Aim of the task – Your answer needs to include each line of the records in which the string "chrome" can be found.
** Input material follows **
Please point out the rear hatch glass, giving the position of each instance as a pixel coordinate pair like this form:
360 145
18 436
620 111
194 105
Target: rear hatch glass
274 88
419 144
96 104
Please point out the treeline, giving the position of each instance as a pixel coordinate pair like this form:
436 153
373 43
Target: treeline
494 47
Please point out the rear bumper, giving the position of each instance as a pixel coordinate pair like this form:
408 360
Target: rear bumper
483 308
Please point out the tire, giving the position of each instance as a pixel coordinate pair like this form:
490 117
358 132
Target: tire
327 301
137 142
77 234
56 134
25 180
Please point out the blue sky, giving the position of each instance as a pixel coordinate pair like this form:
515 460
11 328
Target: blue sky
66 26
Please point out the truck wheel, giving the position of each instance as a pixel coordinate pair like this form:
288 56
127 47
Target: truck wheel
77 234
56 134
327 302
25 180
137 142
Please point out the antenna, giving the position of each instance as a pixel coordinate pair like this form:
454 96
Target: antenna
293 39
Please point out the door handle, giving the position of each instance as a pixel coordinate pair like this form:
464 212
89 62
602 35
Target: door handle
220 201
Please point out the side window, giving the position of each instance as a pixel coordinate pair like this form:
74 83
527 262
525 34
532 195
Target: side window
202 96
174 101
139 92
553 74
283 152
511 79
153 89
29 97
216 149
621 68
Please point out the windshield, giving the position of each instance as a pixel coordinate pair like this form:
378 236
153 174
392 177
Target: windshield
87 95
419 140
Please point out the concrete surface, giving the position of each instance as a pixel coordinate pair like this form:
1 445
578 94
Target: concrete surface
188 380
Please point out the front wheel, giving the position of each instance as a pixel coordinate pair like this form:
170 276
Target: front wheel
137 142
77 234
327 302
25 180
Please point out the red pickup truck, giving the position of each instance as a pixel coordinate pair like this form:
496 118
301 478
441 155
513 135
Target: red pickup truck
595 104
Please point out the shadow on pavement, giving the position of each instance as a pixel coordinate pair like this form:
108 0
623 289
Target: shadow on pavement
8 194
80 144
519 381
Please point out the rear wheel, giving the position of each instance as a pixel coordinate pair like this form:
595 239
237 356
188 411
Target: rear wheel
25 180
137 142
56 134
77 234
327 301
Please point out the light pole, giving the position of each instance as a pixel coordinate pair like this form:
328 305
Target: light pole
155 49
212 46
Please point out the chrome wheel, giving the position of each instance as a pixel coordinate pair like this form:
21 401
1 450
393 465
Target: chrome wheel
** End of Input material **
Task answer –
Please point out the chrome wheel, giving the position of each instance as a pixel coordinate pair like this form:
Target: chrome wheel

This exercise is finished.